'''

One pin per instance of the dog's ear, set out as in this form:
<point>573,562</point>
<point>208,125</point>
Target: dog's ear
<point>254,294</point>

'''

THE PROBLEM
Render each line of the entries above as a numbered list, omitting any blank lines.

TASK SOLUTION
1. One pin per instance of the dog's ear, set out as in this form:
2. <point>573,562</point>
3. <point>208,125</point>
4. Target: dog's ear
5. <point>254,294</point>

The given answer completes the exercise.